## Extracted text

Interactive Classification

After training or loading a model, the application enters an interactive loop where you can input text and receive emotion predictions.

Enter text to classify (or type 'exit' to quit):
> I am feeling very happy and excited today!
Prediction:
Sadness: 0.123456
Joy: 0.812345
Love: 0.054321
Anger: 0.067890
Fear: 0.045678
Surprise: 0.032109
Predicted Emotion: Joy

Enter text to classify (or type 'exit' to quit):
> exit
Exiting the program.

Data Format

The emotions.csv should adhere to the following structure:

Fields: Each line contains two fields: the text and the corresponding emotion label.
Delimiter: Comma-separated.
Quotation: Text containing commas should be enclosed in double quotes to prevent misparsing.

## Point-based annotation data
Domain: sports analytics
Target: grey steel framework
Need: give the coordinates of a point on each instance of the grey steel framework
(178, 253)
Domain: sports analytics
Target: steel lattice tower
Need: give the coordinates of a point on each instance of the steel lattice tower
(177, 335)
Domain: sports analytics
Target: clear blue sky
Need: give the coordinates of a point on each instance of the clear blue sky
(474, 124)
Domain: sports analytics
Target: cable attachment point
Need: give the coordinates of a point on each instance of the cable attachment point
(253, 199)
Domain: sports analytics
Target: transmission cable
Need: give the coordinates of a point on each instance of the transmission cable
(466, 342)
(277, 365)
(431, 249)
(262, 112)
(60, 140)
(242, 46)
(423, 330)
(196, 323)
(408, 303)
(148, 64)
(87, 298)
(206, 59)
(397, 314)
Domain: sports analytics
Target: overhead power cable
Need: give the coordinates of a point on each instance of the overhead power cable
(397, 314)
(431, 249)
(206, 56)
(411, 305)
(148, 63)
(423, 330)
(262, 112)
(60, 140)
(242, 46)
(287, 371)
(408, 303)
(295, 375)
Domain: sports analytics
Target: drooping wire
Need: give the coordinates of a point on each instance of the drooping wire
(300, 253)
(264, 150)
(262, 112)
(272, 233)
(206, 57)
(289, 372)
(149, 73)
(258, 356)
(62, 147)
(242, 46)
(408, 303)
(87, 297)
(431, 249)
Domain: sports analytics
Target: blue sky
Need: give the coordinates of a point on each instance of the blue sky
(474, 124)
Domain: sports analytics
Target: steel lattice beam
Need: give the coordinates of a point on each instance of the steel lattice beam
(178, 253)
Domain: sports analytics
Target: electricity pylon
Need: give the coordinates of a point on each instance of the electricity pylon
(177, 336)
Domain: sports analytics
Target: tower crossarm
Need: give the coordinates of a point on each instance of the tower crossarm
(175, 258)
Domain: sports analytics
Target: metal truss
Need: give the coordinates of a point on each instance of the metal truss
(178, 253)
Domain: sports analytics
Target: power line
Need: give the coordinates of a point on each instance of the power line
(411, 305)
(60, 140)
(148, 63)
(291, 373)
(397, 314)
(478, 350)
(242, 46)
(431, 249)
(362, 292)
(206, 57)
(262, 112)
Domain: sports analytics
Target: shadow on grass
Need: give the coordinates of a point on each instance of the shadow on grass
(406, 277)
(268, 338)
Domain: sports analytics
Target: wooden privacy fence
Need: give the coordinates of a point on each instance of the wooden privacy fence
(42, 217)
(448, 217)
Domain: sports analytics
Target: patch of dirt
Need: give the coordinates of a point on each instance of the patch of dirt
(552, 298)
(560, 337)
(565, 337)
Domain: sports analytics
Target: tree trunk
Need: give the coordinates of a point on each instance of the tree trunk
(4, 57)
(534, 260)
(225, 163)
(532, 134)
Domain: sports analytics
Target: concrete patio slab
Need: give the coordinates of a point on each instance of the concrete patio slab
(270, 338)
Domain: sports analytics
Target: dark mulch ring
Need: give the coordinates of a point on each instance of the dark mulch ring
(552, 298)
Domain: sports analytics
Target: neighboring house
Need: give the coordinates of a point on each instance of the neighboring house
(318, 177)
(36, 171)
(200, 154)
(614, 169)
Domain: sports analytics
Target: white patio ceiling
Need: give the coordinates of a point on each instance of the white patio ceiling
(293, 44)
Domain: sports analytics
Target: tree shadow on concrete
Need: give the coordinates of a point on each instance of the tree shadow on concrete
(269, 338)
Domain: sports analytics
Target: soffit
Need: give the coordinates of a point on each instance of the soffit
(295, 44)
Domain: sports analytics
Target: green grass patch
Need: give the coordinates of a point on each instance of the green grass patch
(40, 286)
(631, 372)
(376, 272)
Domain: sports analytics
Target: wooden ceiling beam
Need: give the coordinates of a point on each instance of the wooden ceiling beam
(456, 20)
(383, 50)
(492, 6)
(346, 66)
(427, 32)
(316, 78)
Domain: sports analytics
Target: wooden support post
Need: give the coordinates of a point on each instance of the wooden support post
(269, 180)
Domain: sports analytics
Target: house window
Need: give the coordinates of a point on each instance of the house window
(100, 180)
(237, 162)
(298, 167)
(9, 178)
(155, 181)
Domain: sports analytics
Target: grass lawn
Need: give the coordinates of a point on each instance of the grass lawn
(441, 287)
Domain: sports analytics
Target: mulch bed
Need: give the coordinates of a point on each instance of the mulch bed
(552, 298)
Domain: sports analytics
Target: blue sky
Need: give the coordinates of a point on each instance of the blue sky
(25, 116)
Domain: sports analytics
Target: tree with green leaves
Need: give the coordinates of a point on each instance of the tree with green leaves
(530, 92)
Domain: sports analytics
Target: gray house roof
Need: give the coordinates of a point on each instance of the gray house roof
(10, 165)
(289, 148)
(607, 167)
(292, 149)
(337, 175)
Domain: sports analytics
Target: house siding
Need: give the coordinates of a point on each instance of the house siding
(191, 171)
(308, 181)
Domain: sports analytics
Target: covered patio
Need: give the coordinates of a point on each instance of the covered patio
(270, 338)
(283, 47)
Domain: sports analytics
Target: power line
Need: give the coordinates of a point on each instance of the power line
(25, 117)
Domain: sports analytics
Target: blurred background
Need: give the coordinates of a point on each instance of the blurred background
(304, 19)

## Tasks
1 – Decide whether each statement agrees with the emotion classification text, answering yes or no and quoting the words that settle it.
(a) Typing 'exit' ends the interactive loop.
(b) The emotions.csv file uses tabs to separate its fields.
(c) Each line of emotions.csv holds three fields.
2 – Answer these questions from the emotion classification text.
(a) Which emotion is predicted for the sample input?
(b) What score does the sample output give for Anger?
(c) How should text that contains commas be written in emotions.csv?
3 – Extend the emotion classification text from its final line.
The items above are separate material and not part of the emotion classification text.

## The responses
1 –
(a) Yes: "Enter text to classify (or type 'exit' to quit):"
(b) No: "Delimiter: Comma-separated."
(c) No: "Each line contains two fields: the text and the corresponding emotion label."

2 –
(a) Joy
(b) 0.067890
(c) Enclosed in double quotes

3 –
Example:

"I am so happy and joyful today!",1
"Feeling sad and low.",0
"Getting angry about the delays.",3
"Excited for the upcoming event!",5
"I am fearful of the unknown.",4
"Disgusted by the poor service.",2

Emotion Labels:

Label	Emotion
0	Sadness
1	Joy
2	Love
3	Anger
4	Fear
5	Surprise

Project Structure

EmotiNet/
├── include/
│   └── uthash.h          # uthash header file
├── main.c
├── network/
│   ├── network.c
│   └── network.h
├── dataParsing/
│   ├── dataParser.c
│   ├── dataParser.h
│   └── vocabHash.h
├── Makefile
├── model.bin             # Generated after training
├── emotions.csv          # Your dataset
└── README.md

include/uthash.h: Hash table library used for efficient vocabulary management.
main.c: Handles user interactions, model training, loading, and prediction.
network (subfolder): Contains the neural network implementation files.
dataParsing (subfolder): Handles CSV parsing and vocabulary creation.
Makefile: Automates the build process.
model.bin: Binary file storing the trained neural network model.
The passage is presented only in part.